— start —

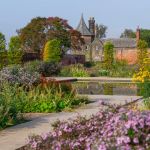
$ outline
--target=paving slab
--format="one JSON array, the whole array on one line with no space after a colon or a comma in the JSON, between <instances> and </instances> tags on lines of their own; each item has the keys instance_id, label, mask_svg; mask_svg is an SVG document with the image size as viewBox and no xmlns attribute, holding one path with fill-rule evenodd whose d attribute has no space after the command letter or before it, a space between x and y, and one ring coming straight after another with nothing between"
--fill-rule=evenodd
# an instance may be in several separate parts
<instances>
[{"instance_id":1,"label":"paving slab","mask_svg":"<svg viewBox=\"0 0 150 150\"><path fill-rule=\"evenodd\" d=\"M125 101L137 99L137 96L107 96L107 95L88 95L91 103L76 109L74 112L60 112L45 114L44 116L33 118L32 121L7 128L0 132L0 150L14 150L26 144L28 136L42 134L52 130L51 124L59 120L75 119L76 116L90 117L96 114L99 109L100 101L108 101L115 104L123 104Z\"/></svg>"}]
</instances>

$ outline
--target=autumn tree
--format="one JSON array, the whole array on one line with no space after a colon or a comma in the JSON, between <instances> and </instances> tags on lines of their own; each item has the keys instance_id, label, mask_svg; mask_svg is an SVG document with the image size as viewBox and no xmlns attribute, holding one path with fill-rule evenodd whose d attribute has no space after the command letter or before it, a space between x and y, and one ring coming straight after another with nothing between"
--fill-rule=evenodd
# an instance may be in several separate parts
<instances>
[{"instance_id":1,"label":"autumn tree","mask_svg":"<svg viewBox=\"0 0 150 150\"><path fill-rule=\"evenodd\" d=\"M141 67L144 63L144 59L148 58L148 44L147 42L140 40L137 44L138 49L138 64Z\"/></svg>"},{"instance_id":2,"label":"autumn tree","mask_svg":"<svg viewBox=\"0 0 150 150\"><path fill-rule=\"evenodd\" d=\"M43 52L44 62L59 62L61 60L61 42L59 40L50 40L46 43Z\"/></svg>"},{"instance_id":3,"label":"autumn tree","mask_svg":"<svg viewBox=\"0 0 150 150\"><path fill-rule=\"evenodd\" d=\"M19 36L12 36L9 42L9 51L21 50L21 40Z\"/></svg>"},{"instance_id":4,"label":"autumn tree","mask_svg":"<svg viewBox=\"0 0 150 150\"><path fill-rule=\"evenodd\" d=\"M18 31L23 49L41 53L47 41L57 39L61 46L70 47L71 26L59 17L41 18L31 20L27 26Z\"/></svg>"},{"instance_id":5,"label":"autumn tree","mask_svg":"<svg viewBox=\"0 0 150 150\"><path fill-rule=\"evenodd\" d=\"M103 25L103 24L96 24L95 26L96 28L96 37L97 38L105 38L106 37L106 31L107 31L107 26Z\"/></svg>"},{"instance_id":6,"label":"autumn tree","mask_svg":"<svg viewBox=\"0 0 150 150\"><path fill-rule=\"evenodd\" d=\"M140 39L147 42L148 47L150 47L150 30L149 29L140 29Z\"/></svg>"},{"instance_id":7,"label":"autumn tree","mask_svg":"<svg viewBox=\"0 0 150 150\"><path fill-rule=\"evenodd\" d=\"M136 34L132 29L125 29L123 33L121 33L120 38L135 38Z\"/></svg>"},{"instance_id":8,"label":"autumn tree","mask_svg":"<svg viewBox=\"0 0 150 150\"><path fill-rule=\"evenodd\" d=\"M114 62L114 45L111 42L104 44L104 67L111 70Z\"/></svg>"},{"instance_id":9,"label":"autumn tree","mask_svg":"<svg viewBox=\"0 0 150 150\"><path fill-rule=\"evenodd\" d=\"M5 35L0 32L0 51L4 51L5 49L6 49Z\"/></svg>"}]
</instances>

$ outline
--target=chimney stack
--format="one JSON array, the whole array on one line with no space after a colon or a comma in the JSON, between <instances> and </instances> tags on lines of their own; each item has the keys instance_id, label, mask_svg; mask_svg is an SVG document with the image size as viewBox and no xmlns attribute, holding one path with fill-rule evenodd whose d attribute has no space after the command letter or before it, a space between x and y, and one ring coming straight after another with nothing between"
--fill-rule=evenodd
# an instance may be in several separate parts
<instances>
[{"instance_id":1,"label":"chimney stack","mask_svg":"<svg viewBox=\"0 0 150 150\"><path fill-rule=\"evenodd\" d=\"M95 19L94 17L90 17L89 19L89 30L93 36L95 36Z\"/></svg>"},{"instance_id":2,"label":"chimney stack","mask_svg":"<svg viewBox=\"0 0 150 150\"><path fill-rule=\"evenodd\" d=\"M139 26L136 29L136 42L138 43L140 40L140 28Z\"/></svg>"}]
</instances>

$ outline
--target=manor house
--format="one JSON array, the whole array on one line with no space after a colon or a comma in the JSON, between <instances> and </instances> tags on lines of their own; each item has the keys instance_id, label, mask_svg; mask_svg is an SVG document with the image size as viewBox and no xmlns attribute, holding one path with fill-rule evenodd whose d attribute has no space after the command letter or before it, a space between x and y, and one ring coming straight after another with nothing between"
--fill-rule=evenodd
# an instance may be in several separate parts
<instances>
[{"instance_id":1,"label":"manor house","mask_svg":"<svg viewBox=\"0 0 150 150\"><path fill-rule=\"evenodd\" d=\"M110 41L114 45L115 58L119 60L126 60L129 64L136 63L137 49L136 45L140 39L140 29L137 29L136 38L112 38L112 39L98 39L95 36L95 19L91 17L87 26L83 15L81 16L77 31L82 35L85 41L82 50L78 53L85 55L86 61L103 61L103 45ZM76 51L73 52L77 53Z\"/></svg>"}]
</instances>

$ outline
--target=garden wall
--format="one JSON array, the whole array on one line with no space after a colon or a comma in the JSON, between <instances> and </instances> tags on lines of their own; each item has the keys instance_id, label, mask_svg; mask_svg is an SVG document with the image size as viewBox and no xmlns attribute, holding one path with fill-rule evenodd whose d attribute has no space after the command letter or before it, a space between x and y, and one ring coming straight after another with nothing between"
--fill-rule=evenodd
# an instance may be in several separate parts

— end —

Exercise
Quote every line word for word and keep the images out of the copy.

Output for this task
$ outline
--target=paving slab
--format="one JSON array, the whole array on one line with no space after a colon or a comma in the JSON, between <instances> and </instances> tags on lines of their own; each item has the keys instance_id, label, mask_svg; mask_svg is an SVG document with the image size as viewBox and no xmlns attribute, holding one path with fill-rule evenodd whose d attribute has no space after the command letter or before it, a space between x and y, and one ring coming straight after another with nothing between"
--fill-rule=evenodd
# an instance may be in several separate parts
<instances>
[{"instance_id":1,"label":"paving slab","mask_svg":"<svg viewBox=\"0 0 150 150\"><path fill-rule=\"evenodd\" d=\"M125 101L137 99L137 96L107 96L107 95L88 95L91 103L76 109L74 112L60 112L45 114L44 116L33 118L32 121L7 128L0 132L0 150L14 150L26 144L28 136L42 134L52 130L51 124L59 120L75 119L76 116L90 117L96 114L99 109L100 101L108 101L115 104L123 104Z\"/></svg>"}]
</instances>

$ outline
--target=autumn tree
--format="one JSON array, the whole array on one line with no space after a colon or a comma in the JSON, between <instances> and </instances> tags on lines of their own; each item has the keys instance_id, label, mask_svg; mask_svg is an SVG document with the image size as viewBox and no xmlns attribute, holding one path with fill-rule evenodd whose d attribute has no space after the command letter or before it, a space between x and y, and one ring coming straight after another with nothing between"
--fill-rule=evenodd
# an instance may be in several separate parts
<instances>
[{"instance_id":1,"label":"autumn tree","mask_svg":"<svg viewBox=\"0 0 150 150\"><path fill-rule=\"evenodd\" d=\"M141 67L144 63L144 59L148 58L148 44L147 42L140 40L137 44L138 49L138 64Z\"/></svg>"},{"instance_id":2,"label":"autumn tree","mask_svg":"<svg viewBox=\"0 0 150 150\"><path fill-rule=\"evenodd\" d=\"M43 52L44 62L59 62L61 60L61 42L59 40L50 40L46 43Z\"/></svg>"},{"instance_id":3,"label":"autumn tree","mask_svg":"<svg viewBox=\"0 0 150 150\"><path fill-rule=\"evenodd\" d=\"M19 36L12 36L9 42L9 51L21 50L21 40Z\"/></svg>"},{"instance_id":4,"label":"autumn tree","mask_svg":"<svg viewBox=\"0 0 150 150\"><path fill-rule=\"evenodd\" d=\"M18 31L23 49L41 53L47 41L57 39L61 46L70 47L71 26L59 17L41 18L31 20L27 26Z\"/></svg>"},{"instance_id":5,"label":"autumn tree","mask_svg":"<svg viewBox=\"0 0 150 150\"><path fill-rule=\"evenodd\" d=\"M103 25L103 24L96 24L95 26L96 28L96 37L97 38L105 38L106 37L106 31L107 31L107 26Z\"/></svg>"},{"instance_id":6,"label":"autumn tree","mask_svg":"<svg viewBox=\"0 0 150 150\"><path fill-rule=\"evenodd\" d=\"M140 39L147 42L148 47L150 47L150 30L149 29L140 29Z\"/></svg>"},{"instance_id":7,"label":"autumn tree","mask_svg":"<svg viewBox=\"0 0 150 150\"><path fill-rule=\"evenodd\" d=\"M136 34L132 29L125 29L123 33L121 33L120 38L135 38Z\"/></svg>"},{"instance_id":8,"label":"autumn tree","mask_svg":"<svg viewBox=\"0 0 150 150\"><path fill-rule=\"evenodd\" d=\"M114 62L114 45L111 42L104 44L104 67L111 70Z\"/></svg>"},{"instance_id":9,"label":"autumn tree","mask_svg":"<svg viewBox=\"0 0 150 150\"><path fill-rule=\"evenodd\" d=\"M5 35L0 32L0 51L4 51L5 49L6 49Z\"/></svg>"}]
</instances>

$ outline
--target=chimney stack
--format="one JSON array, the whole array on one line with no space after a colon or a comma in the JSON, between <instances> and </instances> tags on lines of their own; each item has the keys instance_id, label, mask_svg; mask_svg is an SVG document with the image size as viewBox and no xmlns attribute, holding one path with fill-rule evenodd whose d attribute has no space after the command letter or before it, a space between x and y, and one ring coming straight after another with nothing between"
--fill-rule=evenodd
# an instance may be in several separate parts
<instances>
[{"instance_id":1,"label":"chimney stack","mask_svg":"<svg viewBox=\"0 0 150 150\"><path fill-rule=\"evenodd\" d=\"M95 19L94 17L90 17L89 19L89 30L93 36L95 36Z\"/></svg>"},{"instance_id":2,"label":"chimney stack","mask_svg":"<svg viewBox=\"0 0 150 150\"><path fill-rule=\"evenodd\" d=\"M139 26L136 29L136 42L138 43L140 40L140 28Z\"/></svg>"}]
</instances>

$ outline
--target=manor house
--format="one JSON array, the whole array on one line with no space after a colon or a comma in the JSON, between <instances> and </instances> tags on lines of their own; each item has the keys instance_id, label, mask_svg; mask_svg is an SVG document with the image size as viewBox and no xmlns attribute, holding one path with fill-rule evenodd whose d attribute has no space after the command letter or before it, a space between x and y, and one ring coming straight after another with nothing between"
--fill-rule=evenodd
# an instance may be in several separate parts
<instances>
[{"instance_id":1,"label":"manor house","mask_svg":"<svg viewBox=\"0 0 150 150\"><path fill-rule=\"evenodd\" d=\"M110 41L114 45L115 58L119 60L126 60L129 64L136 63L137 49L136 45L140 39L140 29L137 29L136 38L112 38L112 39L98 39L95 36L95 19L91 17L87 26L83 15L81 16L77 31L82 35L85 41L82 50L78 53L85 55L86 61L103 61L103 45ZM76 51L73 52L77 53Z\"/></svg>"}]
</instances>

$ outline
--target=garden wall
--format="one JSON array, the whole array on one line with no space after a colon or a comma in the JSON, between <instances> and </instances> tags on lines of their own; each item has the keys instance_id, label, mask_svg; mask_svg is an SVG document with the image size as viewBox and no xmlns attribute, holding one path with fill-rule evenodd whose d attribute has no space after the command letter or before it, a space between x and y, and one ring coming straight after another with nothing between"
--fill-rule=evenodd
# an instance may be in several separate parts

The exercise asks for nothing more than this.